→ **ACTIVITY LIST**
1. From the report on Michael Stone's appeal, duplicate the part that opens with the words containing "Mr Sweeney said" and closes with "about the confession.".
2. In the report on Michael Stone's appeal, who saw Damien Daley the day after he reported hearing Stone's confession?
3. Take the report on Michael Stone's appeal further, picking up after its last sentence.

===== TEXT BLOCK =====

Man 'needed medical aid after hearing confession'

13 April 2012

The prisoner accused of lying over Michael Stone's cell confession to the murder of a mother and daughter was so upset by the horrific details of the killings that he needed medical help, three appeal judges were told today.

In a second appeal over the hammer murders of Dr Lin Russell and Megan, Stone's lawyers are claiming that he was convicted on the evidence of an unreliable witness seeking an advantage from the police or prison authorities.

But Nigel Sweeney QC, for the Crown, said on the second day of the appeal that the prisoner, Damien Daley, was seen by a psychiatric nurse the day after he reported he had heard Stone confess to the murders.

"Mr Daley was complaining that he was so upset at what the appellant had told him that he had not been sleeping as a result."

Edward Fitzgerald QC, for Stone, had also alleged that the convictions should be quashed because Daley was an unreliable witness who lied about his heroin addiction.

Mr Sweeney said the defence was now relying on the fact that Daley had lied about his addiction to heroin at Stone's trial.

"We submit that this is very much in the genre where he had already made very substantial admissions as to his own failures."

He said Daley had nothing to gain from the police or prison authorities by lying about the confession.

===== STUDY MATERIAL =====

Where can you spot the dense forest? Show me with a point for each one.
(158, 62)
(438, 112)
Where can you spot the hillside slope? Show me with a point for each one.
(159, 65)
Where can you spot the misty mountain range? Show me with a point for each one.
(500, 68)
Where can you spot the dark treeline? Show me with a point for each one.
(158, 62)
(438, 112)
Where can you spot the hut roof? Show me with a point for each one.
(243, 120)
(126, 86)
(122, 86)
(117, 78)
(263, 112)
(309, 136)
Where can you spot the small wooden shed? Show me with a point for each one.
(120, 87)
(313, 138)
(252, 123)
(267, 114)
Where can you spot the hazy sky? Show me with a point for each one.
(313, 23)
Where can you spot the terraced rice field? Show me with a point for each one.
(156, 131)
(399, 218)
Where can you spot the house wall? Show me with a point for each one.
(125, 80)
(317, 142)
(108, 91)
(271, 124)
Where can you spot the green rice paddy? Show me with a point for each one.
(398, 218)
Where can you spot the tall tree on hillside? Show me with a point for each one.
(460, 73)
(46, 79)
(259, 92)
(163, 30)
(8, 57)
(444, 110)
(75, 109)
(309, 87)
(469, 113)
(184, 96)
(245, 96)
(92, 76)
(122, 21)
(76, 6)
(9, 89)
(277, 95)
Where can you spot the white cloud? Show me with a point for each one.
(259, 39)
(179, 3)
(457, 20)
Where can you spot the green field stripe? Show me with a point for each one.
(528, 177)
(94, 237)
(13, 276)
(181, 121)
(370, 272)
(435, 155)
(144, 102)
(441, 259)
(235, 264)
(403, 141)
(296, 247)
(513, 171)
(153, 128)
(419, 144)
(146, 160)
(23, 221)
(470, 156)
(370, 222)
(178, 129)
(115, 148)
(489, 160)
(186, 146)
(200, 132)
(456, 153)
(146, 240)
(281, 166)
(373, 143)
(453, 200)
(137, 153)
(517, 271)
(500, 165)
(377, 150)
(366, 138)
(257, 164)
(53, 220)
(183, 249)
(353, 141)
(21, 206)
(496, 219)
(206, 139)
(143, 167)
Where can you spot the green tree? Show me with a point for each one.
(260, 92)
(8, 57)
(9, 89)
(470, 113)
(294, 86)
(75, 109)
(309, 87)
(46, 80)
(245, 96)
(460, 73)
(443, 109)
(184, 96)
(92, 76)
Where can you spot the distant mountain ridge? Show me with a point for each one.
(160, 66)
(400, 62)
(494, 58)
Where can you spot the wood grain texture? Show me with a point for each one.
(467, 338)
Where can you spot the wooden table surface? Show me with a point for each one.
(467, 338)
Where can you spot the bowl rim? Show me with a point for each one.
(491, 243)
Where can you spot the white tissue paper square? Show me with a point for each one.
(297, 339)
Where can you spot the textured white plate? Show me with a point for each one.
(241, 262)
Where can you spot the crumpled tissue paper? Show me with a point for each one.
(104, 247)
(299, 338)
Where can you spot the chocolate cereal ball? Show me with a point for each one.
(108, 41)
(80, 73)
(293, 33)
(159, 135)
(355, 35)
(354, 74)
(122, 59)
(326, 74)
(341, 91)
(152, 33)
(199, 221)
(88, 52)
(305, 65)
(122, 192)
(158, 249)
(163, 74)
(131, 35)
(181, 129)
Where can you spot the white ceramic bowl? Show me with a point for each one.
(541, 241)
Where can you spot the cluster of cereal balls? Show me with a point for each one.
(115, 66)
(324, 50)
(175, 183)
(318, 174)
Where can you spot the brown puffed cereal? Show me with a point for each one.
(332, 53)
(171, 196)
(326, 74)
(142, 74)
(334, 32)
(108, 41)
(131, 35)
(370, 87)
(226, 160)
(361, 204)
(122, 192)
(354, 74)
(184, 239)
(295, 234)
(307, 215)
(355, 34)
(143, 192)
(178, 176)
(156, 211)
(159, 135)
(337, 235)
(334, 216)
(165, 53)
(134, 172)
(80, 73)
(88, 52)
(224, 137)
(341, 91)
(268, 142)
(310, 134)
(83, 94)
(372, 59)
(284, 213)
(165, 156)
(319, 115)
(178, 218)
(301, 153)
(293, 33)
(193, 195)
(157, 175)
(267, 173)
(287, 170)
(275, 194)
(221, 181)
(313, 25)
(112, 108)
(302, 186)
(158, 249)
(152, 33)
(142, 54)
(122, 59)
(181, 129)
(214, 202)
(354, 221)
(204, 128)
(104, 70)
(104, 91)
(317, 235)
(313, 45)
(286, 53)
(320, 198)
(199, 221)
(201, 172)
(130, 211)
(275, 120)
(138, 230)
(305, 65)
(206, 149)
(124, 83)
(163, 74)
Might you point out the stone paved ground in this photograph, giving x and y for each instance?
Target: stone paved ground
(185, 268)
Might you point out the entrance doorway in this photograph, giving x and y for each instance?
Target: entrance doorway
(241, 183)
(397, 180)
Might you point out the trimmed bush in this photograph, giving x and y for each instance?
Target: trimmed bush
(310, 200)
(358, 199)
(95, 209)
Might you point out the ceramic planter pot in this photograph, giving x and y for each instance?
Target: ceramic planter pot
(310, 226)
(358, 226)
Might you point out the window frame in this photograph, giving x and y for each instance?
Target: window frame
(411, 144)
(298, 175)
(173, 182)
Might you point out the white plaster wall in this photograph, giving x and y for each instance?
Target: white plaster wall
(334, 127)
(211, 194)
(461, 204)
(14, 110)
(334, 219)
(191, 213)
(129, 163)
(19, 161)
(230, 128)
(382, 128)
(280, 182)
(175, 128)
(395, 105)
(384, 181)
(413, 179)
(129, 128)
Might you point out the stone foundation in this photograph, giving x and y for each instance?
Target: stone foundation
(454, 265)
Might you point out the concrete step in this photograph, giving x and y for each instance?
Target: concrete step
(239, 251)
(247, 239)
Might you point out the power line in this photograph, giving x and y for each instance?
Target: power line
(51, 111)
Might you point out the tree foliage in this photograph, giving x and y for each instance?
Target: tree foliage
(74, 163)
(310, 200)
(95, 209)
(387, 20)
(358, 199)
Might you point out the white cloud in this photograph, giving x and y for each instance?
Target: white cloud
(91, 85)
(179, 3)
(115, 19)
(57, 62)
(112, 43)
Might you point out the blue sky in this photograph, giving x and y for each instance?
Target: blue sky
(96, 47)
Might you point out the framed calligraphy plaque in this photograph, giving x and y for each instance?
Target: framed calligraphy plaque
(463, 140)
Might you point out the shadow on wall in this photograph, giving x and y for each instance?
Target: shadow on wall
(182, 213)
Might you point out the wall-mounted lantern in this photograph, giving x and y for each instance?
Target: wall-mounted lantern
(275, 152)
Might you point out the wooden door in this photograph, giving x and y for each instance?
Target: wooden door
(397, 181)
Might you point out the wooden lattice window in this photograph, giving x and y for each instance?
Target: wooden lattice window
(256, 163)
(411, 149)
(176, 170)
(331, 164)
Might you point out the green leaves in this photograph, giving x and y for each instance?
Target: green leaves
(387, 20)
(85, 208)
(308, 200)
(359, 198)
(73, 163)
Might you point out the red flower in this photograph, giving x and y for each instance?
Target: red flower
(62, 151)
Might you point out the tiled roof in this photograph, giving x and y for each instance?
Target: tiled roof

=====

→ **ANSWERS BY ITEM**
1.
Mr Sweeney said the defence was now relying on the fact that Daley had lied about his addiction to heroin at Stone's trial.

"We submit that this is very much in the genre where he had already made very substantial admissions as to his own failures."

He said Daley had nothing to gain from the police or prison authorities by lying about the confession.

2. A psychiatric nurse.

3.
This had been the crucial evidence which convicted Stone, 44, at two separate trials of killing Dr Russell, 45, and Megan, six, and the attempted murder of Megan's sister Josie in 1996.

The first convictions in 1998 were quashed in February 2001 by three judges at the Court of Appeal and a retrial was ordered.

In October that year, Stone was convicted for a second time after a trial at Nottingham Crown Court and his three life sentences were reimposed.

But in March last year, Stone's lawyers, claiming that he did not receive a fair trial, won the right to another appeal.

At the trial, Daley told the jury he heard a voice coming through the pipework at Canterbury Prison, confessing to the July 1996 killings in Chillenden, Kent.

Dr Russell and her daughters were targeted as they walked home from a swimming gala. Josie, who was nine at the time, survived horrific head injuries.